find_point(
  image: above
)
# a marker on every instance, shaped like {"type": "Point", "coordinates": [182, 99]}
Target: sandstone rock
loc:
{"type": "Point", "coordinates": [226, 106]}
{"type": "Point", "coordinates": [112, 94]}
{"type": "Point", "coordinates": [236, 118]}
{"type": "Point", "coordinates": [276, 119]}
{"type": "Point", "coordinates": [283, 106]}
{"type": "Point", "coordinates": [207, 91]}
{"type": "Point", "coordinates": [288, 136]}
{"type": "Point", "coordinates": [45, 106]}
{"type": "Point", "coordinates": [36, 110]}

• **Problem description**
Count the lines above that contain the string "shaped" and reply with the number alone.

• **Task answer**
1